- _Ejercicio propuesto_
Contesta con el texto sobre los excombatientes de la Guerra del Chaco:
1. ¿Cómo se llama la plazuela que es uno de sus lugares de reunión?
2. ¿Qué dos países se enfrentaron en esa guerra?
3. ¿Con qué nombre se conoce al singani Cuatro Estrellas en la jerga paceña?

En 
            el centro de la ciudad de La Paz, capital de la república de Bolivia, 
            hay una plazuela donde siempre está sentado un grupo de hombres viejos. 
            No son viejos comunes, son los excombatientes de la Guerra del Chaco, 
            la contienda bélica que bañó en sangre a Bolivia y Paraguay en los 
            años treinta de este siglo. 
          
 La 
            Pérez Velasco, así se llama la plazuela, es uno de sus lugares de 
            reunión. Allí estos ancianos con cicatrices y ternos desgastados conversan 
            con sus antiguos compañeros de armas u observan en silencio el subir 
            y bajar de los microbuses, siempre repletos de pasajeros y carga. 
            
          
 A veces 
            se les encuentra en una de esas tabernas de tablas bastas, tan abundantes 
            en La Paz, donde el alcohol ayuda a aguantar el frío del altiplano 
            y avivar los recuerdos de la juventud. Suelen ocupar una mesa grande 
            y tomar entre varios una botella de singani Cuatro Estrellas, también 
            llamada "Cuatro Esquinas" en la jerga paceña. De esta manera logran 
            olvidar por unos momentos sus miserables existencias de veteranos 
            de guerra, dominadas por la pobreza y la soledad, para volver a evocar 
            aquella guerra obscura que transformó en un infierno sus años mozos.

- _Datos mostrados_
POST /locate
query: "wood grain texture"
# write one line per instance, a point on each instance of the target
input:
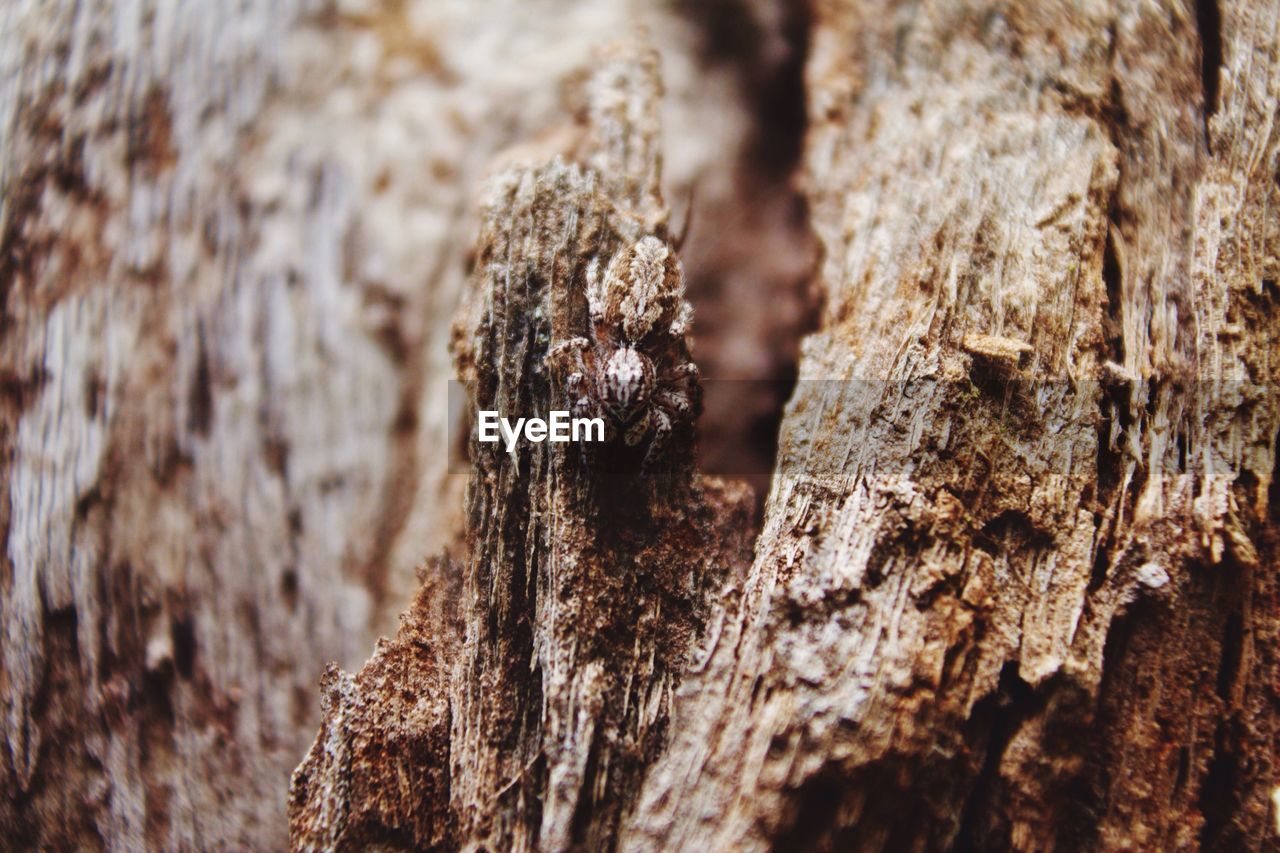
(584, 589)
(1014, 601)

* * *

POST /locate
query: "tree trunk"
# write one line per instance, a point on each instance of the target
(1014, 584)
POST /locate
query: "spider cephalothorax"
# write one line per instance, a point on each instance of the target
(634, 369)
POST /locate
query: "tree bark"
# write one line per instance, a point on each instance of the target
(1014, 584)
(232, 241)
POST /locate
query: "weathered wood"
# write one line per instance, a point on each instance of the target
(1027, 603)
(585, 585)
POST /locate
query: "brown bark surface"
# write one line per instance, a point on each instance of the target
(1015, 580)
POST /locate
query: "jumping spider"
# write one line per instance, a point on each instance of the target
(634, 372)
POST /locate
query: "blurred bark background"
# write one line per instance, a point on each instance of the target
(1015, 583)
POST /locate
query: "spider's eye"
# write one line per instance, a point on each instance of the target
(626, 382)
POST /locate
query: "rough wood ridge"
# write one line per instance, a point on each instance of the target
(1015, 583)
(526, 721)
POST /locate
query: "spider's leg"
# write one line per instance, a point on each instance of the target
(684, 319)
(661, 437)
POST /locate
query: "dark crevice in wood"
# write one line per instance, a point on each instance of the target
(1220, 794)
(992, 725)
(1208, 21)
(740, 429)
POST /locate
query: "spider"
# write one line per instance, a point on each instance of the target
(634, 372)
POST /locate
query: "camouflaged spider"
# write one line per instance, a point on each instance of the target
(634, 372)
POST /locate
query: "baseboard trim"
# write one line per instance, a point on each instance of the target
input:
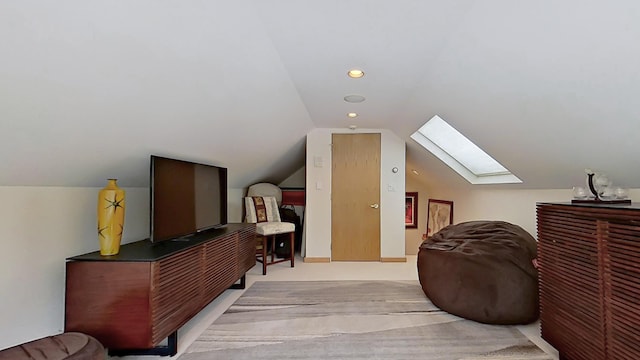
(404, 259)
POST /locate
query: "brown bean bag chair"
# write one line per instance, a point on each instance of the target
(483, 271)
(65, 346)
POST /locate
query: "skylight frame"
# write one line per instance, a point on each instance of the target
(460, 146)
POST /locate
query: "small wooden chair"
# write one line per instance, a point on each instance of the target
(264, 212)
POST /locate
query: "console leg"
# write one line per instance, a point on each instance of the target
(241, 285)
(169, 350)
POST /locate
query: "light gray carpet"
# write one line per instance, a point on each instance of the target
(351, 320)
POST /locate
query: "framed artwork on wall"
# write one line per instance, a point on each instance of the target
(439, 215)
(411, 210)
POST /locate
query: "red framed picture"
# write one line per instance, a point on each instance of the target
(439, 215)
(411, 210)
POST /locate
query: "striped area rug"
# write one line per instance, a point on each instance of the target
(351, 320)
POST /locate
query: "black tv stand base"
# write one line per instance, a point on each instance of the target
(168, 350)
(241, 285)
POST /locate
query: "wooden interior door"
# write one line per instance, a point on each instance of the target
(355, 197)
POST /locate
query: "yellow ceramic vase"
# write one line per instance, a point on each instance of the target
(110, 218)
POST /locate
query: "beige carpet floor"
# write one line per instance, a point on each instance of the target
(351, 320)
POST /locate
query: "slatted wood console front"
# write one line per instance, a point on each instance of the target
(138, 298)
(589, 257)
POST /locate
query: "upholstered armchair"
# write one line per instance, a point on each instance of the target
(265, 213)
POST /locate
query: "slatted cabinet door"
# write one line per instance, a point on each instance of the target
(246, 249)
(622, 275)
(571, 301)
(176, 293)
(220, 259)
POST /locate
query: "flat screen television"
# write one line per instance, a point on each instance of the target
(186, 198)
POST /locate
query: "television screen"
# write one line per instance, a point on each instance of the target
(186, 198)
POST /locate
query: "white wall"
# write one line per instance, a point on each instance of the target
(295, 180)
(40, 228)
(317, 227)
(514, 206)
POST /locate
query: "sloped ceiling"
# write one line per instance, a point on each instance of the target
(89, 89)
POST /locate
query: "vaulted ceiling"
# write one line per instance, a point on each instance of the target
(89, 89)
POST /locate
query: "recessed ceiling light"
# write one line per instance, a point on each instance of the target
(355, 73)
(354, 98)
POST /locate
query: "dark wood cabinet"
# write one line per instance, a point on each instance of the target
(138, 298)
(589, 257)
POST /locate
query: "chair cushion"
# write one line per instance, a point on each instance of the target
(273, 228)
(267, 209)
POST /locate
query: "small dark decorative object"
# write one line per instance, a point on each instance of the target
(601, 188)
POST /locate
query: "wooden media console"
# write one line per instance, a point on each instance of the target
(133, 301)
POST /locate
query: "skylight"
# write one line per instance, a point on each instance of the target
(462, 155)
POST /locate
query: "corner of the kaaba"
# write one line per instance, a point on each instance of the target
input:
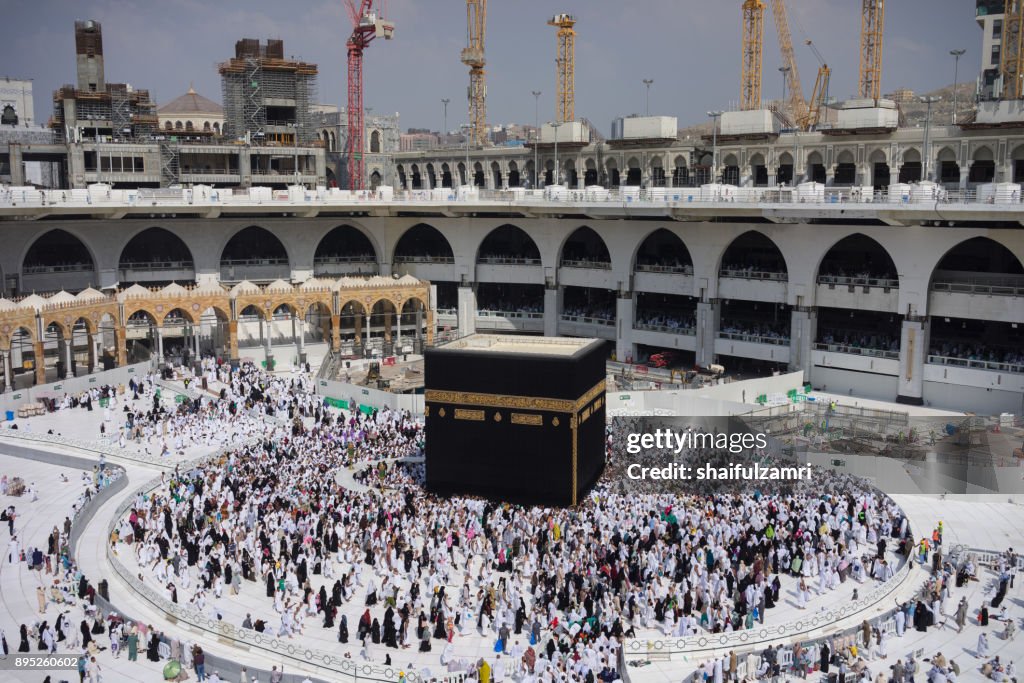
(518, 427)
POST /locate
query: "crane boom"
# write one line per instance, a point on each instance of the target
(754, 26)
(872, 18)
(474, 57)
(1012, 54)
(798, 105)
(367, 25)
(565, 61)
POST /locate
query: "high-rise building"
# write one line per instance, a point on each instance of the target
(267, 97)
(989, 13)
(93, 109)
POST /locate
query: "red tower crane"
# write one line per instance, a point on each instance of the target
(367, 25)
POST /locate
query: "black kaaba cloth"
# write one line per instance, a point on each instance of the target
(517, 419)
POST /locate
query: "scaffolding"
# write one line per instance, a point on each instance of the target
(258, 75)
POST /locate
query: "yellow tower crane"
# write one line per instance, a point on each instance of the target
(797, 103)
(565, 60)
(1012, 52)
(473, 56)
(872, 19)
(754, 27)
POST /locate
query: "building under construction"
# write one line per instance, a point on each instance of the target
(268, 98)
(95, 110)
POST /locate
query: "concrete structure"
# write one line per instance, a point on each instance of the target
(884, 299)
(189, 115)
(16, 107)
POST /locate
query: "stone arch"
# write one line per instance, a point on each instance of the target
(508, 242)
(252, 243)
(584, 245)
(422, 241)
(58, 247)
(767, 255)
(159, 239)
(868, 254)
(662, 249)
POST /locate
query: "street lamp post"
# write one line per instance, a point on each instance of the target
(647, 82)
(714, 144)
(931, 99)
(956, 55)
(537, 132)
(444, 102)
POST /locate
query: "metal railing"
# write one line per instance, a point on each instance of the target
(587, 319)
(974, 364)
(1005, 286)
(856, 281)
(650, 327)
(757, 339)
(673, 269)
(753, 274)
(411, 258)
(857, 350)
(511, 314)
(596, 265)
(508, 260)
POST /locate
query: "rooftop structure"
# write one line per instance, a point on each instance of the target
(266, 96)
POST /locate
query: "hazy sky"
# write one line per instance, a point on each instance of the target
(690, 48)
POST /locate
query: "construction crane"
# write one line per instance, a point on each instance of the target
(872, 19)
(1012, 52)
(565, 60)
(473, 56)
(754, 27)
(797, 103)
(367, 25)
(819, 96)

- _Solución del ejercicio_
1. Pérez Velasco.
2. Bolivia y Paraguay.
3. "Cuatro Esquinas".